====== INPUT RECORDS ======
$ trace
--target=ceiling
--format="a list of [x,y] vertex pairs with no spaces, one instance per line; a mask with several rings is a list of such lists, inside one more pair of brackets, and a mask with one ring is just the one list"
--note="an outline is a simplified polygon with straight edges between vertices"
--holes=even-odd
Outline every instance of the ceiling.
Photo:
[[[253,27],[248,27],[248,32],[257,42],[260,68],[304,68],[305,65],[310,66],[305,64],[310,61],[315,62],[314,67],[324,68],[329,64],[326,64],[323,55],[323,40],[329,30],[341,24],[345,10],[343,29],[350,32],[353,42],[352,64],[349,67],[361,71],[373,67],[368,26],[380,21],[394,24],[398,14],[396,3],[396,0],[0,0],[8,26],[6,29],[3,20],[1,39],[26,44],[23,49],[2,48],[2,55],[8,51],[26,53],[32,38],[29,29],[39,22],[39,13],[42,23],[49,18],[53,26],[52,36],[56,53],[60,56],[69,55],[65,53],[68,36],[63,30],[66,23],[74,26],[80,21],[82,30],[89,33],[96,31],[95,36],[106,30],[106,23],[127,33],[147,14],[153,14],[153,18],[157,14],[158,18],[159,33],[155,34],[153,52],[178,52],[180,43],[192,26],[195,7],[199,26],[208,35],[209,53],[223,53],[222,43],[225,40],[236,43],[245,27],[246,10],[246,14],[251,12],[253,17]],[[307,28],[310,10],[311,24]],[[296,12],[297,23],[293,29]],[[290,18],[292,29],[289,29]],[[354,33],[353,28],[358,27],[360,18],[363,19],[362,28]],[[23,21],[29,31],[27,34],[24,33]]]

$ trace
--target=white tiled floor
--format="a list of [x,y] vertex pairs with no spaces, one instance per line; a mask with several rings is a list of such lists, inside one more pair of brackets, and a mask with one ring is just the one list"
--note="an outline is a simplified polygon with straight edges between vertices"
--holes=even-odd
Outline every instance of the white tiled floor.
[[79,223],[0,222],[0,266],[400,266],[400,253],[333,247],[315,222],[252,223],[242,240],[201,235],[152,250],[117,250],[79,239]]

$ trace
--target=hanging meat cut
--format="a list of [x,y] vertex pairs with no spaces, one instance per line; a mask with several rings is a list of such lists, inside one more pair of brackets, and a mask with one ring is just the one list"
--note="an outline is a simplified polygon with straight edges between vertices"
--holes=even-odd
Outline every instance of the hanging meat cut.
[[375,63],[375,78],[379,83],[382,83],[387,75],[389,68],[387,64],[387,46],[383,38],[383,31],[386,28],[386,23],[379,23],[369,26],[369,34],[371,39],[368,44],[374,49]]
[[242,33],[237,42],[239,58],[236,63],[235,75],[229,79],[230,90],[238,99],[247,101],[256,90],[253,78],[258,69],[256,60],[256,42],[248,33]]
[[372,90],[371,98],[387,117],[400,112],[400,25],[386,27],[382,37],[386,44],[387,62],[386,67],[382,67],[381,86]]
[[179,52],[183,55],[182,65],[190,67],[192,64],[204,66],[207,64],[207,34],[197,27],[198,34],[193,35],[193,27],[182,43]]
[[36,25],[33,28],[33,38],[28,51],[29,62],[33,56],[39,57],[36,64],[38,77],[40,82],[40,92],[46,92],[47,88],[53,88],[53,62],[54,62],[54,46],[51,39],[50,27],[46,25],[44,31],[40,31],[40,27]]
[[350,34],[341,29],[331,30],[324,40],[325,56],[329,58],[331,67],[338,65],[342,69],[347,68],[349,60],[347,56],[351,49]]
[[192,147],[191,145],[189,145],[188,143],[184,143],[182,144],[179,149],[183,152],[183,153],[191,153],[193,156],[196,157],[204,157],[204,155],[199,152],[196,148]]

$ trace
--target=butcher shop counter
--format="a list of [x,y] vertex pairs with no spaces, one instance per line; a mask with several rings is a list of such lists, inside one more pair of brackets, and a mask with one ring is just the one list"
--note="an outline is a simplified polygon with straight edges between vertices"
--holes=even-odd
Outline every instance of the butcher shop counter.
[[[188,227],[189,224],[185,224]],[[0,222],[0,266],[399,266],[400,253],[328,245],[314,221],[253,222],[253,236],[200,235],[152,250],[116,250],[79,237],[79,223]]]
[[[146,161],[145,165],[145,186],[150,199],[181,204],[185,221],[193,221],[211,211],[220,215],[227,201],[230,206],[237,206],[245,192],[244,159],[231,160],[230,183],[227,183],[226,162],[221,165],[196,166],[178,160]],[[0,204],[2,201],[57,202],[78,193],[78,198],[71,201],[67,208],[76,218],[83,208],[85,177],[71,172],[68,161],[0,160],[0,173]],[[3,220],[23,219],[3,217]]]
======
▶ EXERCISE:
Copy every record exactly, with nothing added or dropped.

▶ YOUR SOLUTION:
$ trace
--target=ceiling
--format="a list of [x,y] vertex pairs with no spaces, one instance per line; a mask with several rings is a list of such lists, inside one more pair of brackets, and a mask with one ring is just the one list"
--note="an outline is a simplified polygon with straight edges between vertices"
--holes=even-odd
Outline every instance of the ceiling.
Photo:
[[[253,27],[248,27],[248,32],[257,42],[260,68],[304,68],[305,65],[310,66],[305,64],[310,61],[315,62],[314,67],[324,68],[329,64],[326,64],[323,55],[323,40],[329,30],[341,24],[345,10],[343,29],[350,32],[353,42],[352,64],[349,67],[361,71],[373,67],[368,26],[380,21],[394,24],[398,14],[396,3],[396,0],[0,0],[8,26],[6,29],[3,20],[1,39],[26,44],[23,49],[2,48],[2,55],[8,51],[26,53],[32,38],[29,29],[39,22],[39,13],[42,23],[49,18],[53,26],[52,36],[56,53],[60,56],[69,55],[65,53],[68,36],[63,30],[66,23],[74,26],[80,21],[82,30],[89,33],[96,31],[95,36],[106,30],[106,23],[127,33],[147,14],[153,14],[153,18],[157,14],[158,18],[159,33],[155,34],[153,52],[178,52],[180,43],[192,26],[195,7],[199,26],[208,35],[209,53],[223,53],[222,43],[225,40],[236,43],[245,27],[246,10],[246,14],[251,12],[253,17]],[[307,28],[310,10],[311,24]],[[296,12],[297,23],[293,29]],[[290,18],[292,29],[289,29]],[[354,33],[353,28],[358,27],[360,18],[363,19],[362,28]],[[23,21],[29,31],[27,34],[24,33]]]

$ trace
--target=white tiled floor
--format="a list of [x,y] vertex pairs with no spaces, one instance per line; a mask with several rings is a list of such lists, inside one more pair of brackets, and a mask with one ring is just the one list"
--note="an outline is a simplified polygon with straight edges between vertices"
--holes=even-odd
Outline every instance of the white tiled floor.
[[79,223],[0,222],[0,266],[400,266],[400,253],[333,247],[315,222],[252,223],[242,240],[201,235],[152,250],[117,250],[79,239]]

$ trace
--target=hanging meat cut
--format="a list of [x,y] vertex pairs with no spaces, one instance per line; a mask with several rings is a list of such lists, inside one more pair of brackets, and a mask with one ring is just the one list"
--note="an outline is a simplified polygon with straight edges between vertices"
--holes=even-odd
Outline every instance of the hanging meat cut.
[[375,63],[375,78],[379,83],[382,83],[387,75],[389,68],[387,64],[387,46],[383,38],[383,31],[386,28],[386,23],[379,23],[369,26],[369,34],[371,39],[368,44],[374,49]]
[[242,33],[237,42],[239,58],[236,63],[235,75],[229,79],[230,90],[238,99],[247,101],[256,90],[253,78],[258,69],[256,60],[256,42],[248,33]]
[[372,90],[371,98],[387,117],[400,112],[400,25],[386,27],[382,37],[386,44],[387,62],[386,67],[382,67],[381,86]]
[[179,52],[183,55],[182,65],[190,67],[192,64],[204,66],[207,64],[207,34],[197,27],[198,34],[193,35],[193,27],[182,43]]
[[36,25],[33,28],[33,38],[28,51],[29,62],[33,56],[39,57],[36,64],[38,77],[40,82],[40,92],[46,92],[47,88],[53,88],[53,62],[54,62],[54,46],[51,39],[50,27],[46,25],[44,31],[40,31],[40,27]]
[[350,34],[341,29],[331,30],[324,40],[325,56],[329,58],[331,67],[338,65],[342,69],[347,68],[349,60],[347,56],[351,49]]
[[192,147],[191,145],[189,145],[188,143],[184,143],[182,144],[179,149],[183,152],[183,153],[191,153],[193,156],[196,157],[204,157],[204,155],[199,152],[196,148]]

$ trace
--target=butcher shop counter
--format="a list of [x,y] vertex pairs with no spaces, one instance per line; a mask with several rings is a list of such lists, inside one more pair of brackets, and a mask with one ring is just the one list"
--note="an outline is a simplified polygon with straight edges between vertices"
--holes=even-odd
Outline every instance of the butcher shop counter.
[[[188,227],[189,224],[185,224]],[[0,222],[0,266],[399,266],[400,253],[328,245],[314,221],[253,222],[253,236],[200,235],[152,250],[116,250],[79,237],[79,223]]]
[[[146,161],[145,165],[145,186],[150,199],[181,204],[185,221],[193,221],[211,211],[220,215],[227,201],[230,206],[237,206],[245,192],[244,159],[231,160],[230,183],[227,183],[226,162],[221,165],[196,166],[178,160]],[[0,204],[2,201],[57,202],[78,193],[78,198],[71,201],[67,208],[76,218],[83,208],[85,177],[71,172],[68,161],[0,160],[0,173]],[[3,220],[23,219],[3,217]]]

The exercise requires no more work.